### Excerpt
December 29 2019 - Stories where people sue human resource departments are rarer than stories of people taking legal action against the company in general. HR departments are typically set up to prevent concerns over discrimination, harassment and unfair firings, so if they're run properly they actually reduce the risk of legal action being taken against a company. However, if you feel that the HR department hasn't looked after you properly or has done something that may have caused negative emotional or physical effects, either deliberately or through negligence, you may want to know a bit more about what sort of action can be taken against the HR departments.

When HR is at risk of successful legal action

An employee may sue HR if a representative of the department was majorly involved in an incident that the employee deemed to be damaging enough for legal action to be taken. For example, in the past there have been incidents where an HR employee was made to fire a pregnant employee based on the orders of the manager. Another common reason for legal action is when the HR employee reveals information revealed to them in confidentiality. Though there are definite common lawsuits that HR can face, sometimes, HR is more at-risk due to a legal tactic as the lawsuit may be more successful with more targets (i.e. specific employees as well as just the business).

Legal Considerations

Court costs and solicitor's fees are often quite steep, but if an individual is suing a company for doing something wrong there are certain legal entities that can offer them a special clause. The classic example of this, favoured by solicitors like Aston Knight Solicitors, is a 'No Win No Fee' promise, where solicitors do not charge unless the case is won. This is likely a tactic used by companies that have high confidence in their abilities (Aston Knight have a 99% success rate, for example). On the other side, if the individual HR employee is being sued, the business does not have an obligation to provide them with a lawyer, though many of them do. Typically, the decision is based on whether the employee was following company policy or making an independent decision.

Necessary Grounds

There are some necessary grounds that dictate whether the lawsuit has legitimacy. The employee needs to show that the HR department that are being sued were under a legal duty and did not live up to it (e.g. spreading confidential information). Also, the employee has to suffer in some way due to the decisions made by the HR department. This can be losing a job or promotion, but also suffering the emotional damage associated with public humiliation, which might come from illegal disclosing of information. If you as an employee have good performance reviews but have been fired without a clear reason, that could be necessary grounds to sue, especially if they file a complaint and don't get prompt or satisfactory results, which can be a clear sign that the firing was unjust. Note that if the company has good policies on paper that the HR team isn't necessarily following, this does not necessarily constitute the HR team's activities as illegal.

### Material for this exercise
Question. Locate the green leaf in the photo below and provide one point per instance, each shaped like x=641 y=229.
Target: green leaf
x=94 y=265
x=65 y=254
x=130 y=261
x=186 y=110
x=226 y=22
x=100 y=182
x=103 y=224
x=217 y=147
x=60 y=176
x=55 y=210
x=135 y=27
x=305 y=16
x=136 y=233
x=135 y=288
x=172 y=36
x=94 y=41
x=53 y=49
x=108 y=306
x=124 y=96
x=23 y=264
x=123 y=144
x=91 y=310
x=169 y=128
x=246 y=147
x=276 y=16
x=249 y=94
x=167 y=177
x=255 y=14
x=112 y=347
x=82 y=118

### The tasks
1. Answer these questions about the excerpt on suing HR departments.
(a) In the example of past incidents, whom was an HR employee made to fire, and on whose orders?
(b) What success rate does the excerpt give for Aston Knight?
(c) What must the employee show about the HR department being sued?
2. Rewrite the records from the start up to and including the line with "x=167 y=177", putting "red berry" in place of "green leaf" and keeping everything else the same.

### Worked solutions
1.
(a) A pregnant employee, on the orders of the manager.
(b) A 99% success rate.
(c) That it was under a legal duty and did not live up to it.

2.
Question. Locate the red berry in the photo below and provide one point per instance, each shaped like x=641 y=229.
Target: red berry
x=94 y=265
x=65 y=254
x=130 y=261
x=186 y=110
x=226 y=22
x=100 y=182
x=103 y=224
x=217 y=147
x=60 y=176
x=55 y=210
x=135 y=27
x=305 y=16
x=136 y=233
x=135 y=288
x=172 y=36
x=94 y=41
x=53 y=49
x=108 y=306
x=124 y=96
x=23 y=264
x=123 y=144
x=91 y=310
x=169 y=128
x=246 y=147
x=276 y=16
x=249 y=94
x=167 y=177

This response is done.